[Recorded data]
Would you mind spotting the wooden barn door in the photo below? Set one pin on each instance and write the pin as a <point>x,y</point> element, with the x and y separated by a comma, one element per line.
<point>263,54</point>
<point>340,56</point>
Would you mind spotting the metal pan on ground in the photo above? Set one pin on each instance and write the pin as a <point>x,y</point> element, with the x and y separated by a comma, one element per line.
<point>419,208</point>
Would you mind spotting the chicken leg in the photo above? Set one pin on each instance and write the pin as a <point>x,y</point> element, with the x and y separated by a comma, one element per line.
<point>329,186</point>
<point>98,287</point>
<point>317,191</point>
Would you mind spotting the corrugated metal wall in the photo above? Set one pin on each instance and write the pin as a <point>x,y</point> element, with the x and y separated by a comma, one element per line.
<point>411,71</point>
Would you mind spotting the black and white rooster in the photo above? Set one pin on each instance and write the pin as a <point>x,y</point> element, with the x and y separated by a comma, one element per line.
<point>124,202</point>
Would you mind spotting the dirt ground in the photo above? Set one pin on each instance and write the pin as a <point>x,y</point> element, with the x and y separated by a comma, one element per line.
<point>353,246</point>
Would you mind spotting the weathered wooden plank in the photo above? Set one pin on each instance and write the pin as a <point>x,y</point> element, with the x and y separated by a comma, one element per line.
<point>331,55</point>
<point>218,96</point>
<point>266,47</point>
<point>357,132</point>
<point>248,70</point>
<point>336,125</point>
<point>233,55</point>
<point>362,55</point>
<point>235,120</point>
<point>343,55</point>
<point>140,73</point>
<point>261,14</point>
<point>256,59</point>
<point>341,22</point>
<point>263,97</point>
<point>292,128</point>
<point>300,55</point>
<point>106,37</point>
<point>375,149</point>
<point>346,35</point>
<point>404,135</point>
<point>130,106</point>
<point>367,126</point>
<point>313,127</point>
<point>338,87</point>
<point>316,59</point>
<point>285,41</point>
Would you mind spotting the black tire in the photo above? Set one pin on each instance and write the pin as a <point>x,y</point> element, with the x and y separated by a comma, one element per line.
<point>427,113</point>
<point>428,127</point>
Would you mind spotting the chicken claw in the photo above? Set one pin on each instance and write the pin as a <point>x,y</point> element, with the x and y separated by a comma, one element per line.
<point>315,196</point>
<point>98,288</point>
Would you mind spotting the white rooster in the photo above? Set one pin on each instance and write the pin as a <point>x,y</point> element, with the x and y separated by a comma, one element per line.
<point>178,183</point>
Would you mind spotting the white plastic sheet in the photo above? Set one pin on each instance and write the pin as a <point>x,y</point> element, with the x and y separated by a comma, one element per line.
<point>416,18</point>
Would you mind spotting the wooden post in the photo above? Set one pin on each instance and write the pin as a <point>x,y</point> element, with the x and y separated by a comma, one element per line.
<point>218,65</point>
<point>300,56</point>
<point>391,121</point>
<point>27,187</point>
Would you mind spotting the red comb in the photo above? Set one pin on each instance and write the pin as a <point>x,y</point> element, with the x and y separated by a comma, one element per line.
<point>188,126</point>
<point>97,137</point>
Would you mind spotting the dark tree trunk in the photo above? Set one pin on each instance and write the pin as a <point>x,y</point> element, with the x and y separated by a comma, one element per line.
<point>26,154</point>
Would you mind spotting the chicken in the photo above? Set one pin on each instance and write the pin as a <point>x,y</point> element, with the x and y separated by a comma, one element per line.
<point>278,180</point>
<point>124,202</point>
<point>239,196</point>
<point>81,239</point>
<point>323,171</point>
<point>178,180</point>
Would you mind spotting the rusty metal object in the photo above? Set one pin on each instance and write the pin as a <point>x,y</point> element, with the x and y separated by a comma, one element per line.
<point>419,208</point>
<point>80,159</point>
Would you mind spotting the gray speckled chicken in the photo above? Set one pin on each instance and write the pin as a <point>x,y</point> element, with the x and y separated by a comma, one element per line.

● **Task**
Copy every record verbatim.

● **Written answer**
Would you mind spotting the wooden barn door in the photo below? Set one pin on each instance and write the pin as a <point>x,y</point> element, with the x and y separated by a comma, one element per line.
<point>263,54</point>
<point>340,56</point>
Would you mind spotting the metal pan on ground in the photo above? Set one pin on each instance and write the pin as a <point>x,y</point> element, with the x and y separated by a comma, one element per line.
<point>419,208</point>
Would you mind spotting the chicken leg in the photo above? Set one pin on each instance and write the pin as a <point>x,y</point> element, with the x and y separated by a comma, one element per line.
<point>329,186</point>
<point>98,287</point>
<point>317,191</point>
Would you mind spotting the corrugated metal wall in the photo above? Set one pin on each instance and write the pin as a <point>x,y</point> element, with the x and y separated by a comma, one element per line.
<point>411,71</point>
Would you mind spotting the black and white rooster in the photo above? Set one pin on each instance and write the pin as a <point>x,y</point> element, with the x and y separated by a comma, one element per line.
<point>124,202</point>
Would you mind spotting the dirt ground in the photo above? Set one pin on each instance and write the pin as a <point>x,y</point> element, with the x and y separated by a comma, one element per line.
<point>353,246</point>
Would you mind spotting the weathered wooden plank in the photo above? Set one pin on each instance and write the pin as a <point>x,y</point> element, with the x and y separated by a comma, one element per line.
<point>331,55</point>
<point>218,96</point>
<point>266,47</point>
<point>357,132</point>
<point>248,70</point>
<point>336,125</point>
<point>233,55</point>
<point>362,55</point>
<point>235,120</point>
<point>343,55</point>
<point>140,73</point>
<point>261,14</point>
<point>256,59</point>
<point>341,22</point>
<point>263,97</point>
<point>292,128</point>
<point>300,55</point>
<point>106,37</point>
<point>375,149</point>
<point>346,35</point>
<point>404,135</point>
<point>130,106</point>
<point>367,126</point>
<point>313,127</point>
<point>338,87</point>
<point>316,59</point>
<point>285,41</point>
Would you mind spotting the black tire in the photo above? Set one pin on each instance and write the pin as a <point>x,y</point> element, with the x and y separated by a comma, one element per line.
<point>427,113</point>
<point>428,127</point>
Would you mind spotting the chicken claw in the photo above? Set one pin on each instance and write the pin as a <point>x,y</point> element, with the x and y separated by a comma, one element per line.
<point>315,196</point>
<point>98,288</point>
Would you mind spotting the white rooster in the photo above? Set one pin on each instance and write the pin as a <point>x,y</point> element, with the x and y separated by a comma, one element per line.
<point>178,183</point>
Would you mind spotting the white plastic sheet in the photo above? Set one pin on each instance and write the pin as a <point>x,y</point> element, with the x and y separated by a comma, one element per line.
<point>416,18</point>
Would you mind spotting the wooden post in the photo above? Set one pin on each instance and write the pin as a <point>x,y</point> element, with the x and y separated by a comma, one element per line.
<point>218,65</point>
<point>300,56</point>
<point>391,121</point>
<point>27,187</point>
Would you mind spotting the red comb in the photo above? Set one pin on each instance and write the pin as a <point>x,y</point> element, with the x and y separated by a comma, one element per line.
<point>188,126</point>
<point>97,137</point>
Would you mind spotting the dark tree trunk in the photo above? Set one pin on each instance and write the pin as a <point>x,y</point> element, with the x and y separated by a comma, one element per line.
<point>26,154</point>
Would you mind spotting the chicken in the photo above? Set one pin on each instance and write the pin as a <point>x,y</point> element, with the x and y separated by a comma, one element per line.
<point>278,180</point>
<point>124,202</point>
<point>239,196</point>
<point>81,239</point>
<point>323,171</point>
<point>178,180</point>
Would you mind spotting the rusty metal object in the photo above? Set one pin on each instance and write the pin as a <point>x,y</point> element, with the x and y separated by a comma, one element per line.
<point>419,208</point>
<point>80,159</point>
Would you mind spotting the gray speckled chicken in the photo above? Set one pin on each instance and write the pin as a <point>x,y</point> element, with the x and y separated by a comma, one element per line.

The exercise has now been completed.